[TASK DATA — start]

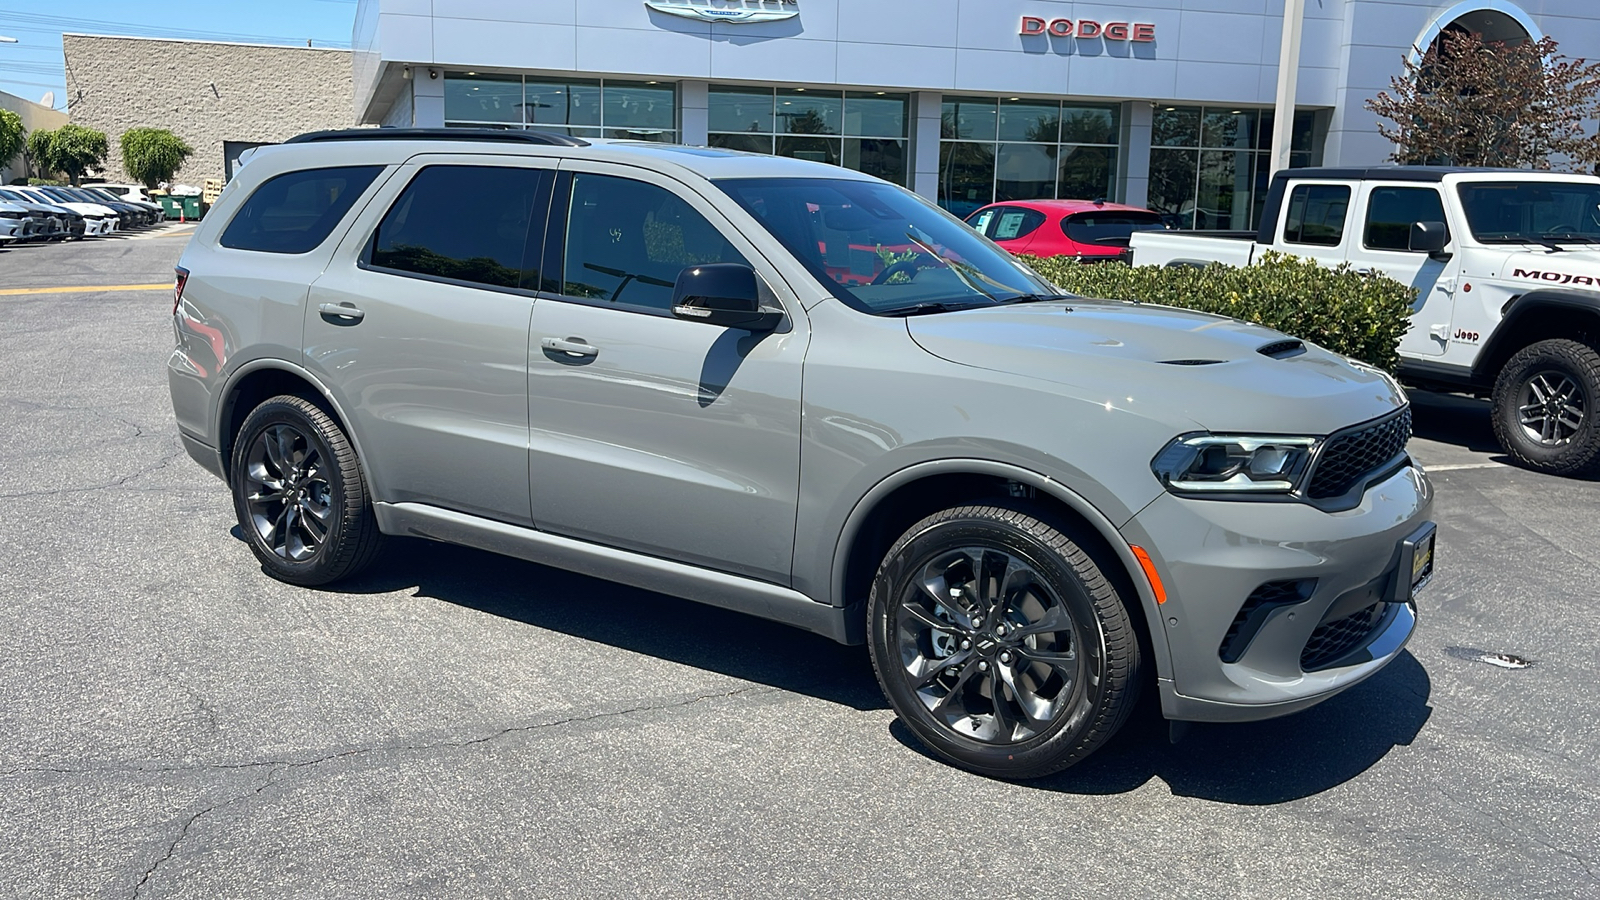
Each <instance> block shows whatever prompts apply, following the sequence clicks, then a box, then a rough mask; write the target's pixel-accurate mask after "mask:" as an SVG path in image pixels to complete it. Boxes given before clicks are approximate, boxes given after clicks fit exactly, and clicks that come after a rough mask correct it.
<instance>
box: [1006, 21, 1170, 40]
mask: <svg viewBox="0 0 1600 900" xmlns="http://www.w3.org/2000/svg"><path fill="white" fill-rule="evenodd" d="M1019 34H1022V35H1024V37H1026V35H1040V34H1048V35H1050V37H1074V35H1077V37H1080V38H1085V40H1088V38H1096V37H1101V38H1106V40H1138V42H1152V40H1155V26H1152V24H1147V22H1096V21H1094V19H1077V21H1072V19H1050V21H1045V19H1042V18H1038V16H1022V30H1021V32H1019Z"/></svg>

[TASK DATA — finish]
[TASK DATA — start]

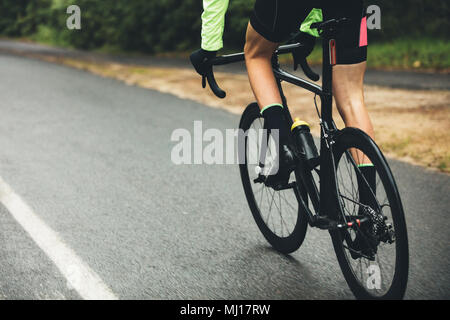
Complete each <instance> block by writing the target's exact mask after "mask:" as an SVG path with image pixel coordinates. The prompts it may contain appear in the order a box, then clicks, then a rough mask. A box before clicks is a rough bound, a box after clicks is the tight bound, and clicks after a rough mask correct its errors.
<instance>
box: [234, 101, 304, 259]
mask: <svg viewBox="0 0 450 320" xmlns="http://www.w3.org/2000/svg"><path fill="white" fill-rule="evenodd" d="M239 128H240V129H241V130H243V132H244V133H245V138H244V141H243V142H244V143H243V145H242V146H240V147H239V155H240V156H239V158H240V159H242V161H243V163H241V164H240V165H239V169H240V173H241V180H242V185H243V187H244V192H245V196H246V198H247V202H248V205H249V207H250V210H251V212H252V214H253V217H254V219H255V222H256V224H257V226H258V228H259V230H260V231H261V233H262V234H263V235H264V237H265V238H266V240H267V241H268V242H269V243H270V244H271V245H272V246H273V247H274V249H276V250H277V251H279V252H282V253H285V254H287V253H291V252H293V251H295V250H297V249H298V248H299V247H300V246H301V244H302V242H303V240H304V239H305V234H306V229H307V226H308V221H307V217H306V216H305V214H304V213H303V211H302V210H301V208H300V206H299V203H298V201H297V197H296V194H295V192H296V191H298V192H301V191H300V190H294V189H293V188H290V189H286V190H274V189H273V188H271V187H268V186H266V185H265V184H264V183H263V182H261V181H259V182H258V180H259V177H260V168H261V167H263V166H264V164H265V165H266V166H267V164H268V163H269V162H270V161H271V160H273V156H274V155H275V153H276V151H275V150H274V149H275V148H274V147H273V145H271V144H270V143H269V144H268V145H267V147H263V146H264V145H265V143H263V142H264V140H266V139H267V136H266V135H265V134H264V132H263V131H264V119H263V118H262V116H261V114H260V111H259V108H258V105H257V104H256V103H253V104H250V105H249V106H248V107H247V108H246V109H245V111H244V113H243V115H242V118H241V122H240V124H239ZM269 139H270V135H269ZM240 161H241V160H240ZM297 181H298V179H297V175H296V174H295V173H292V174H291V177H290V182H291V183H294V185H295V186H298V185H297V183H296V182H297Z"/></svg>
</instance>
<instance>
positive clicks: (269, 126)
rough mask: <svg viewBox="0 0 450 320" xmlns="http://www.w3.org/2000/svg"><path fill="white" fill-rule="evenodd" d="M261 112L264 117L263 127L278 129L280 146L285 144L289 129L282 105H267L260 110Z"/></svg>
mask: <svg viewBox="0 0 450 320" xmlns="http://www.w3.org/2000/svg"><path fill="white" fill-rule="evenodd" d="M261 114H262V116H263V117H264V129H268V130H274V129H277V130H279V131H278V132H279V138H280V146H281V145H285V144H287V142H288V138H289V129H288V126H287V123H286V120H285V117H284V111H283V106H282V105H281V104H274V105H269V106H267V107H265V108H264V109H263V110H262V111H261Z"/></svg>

[TASK DATA — finish]

*WHAT IS NEEDED*. Rewrite the items from the line containing "Complete each <instance>" through the line containing "box: [234, 101, 304, 259]", changing "rough mask" to "coarse mask" and leaving everything else unchanged.

*SOLUTION TO THE PROBLEM*.
Complete each <instance> block by writing the target's exact mask after "mask:" as an SVG path with image pixel coordinates. The prompts it may contain appear in the order a box, then clicks, then a coarse mask. A box before clicks is a rough bound, a box after clicks is the tight bound, and clicks after a coarse mask correct its errors.
<instance>
box: [234, 101, 304, 259]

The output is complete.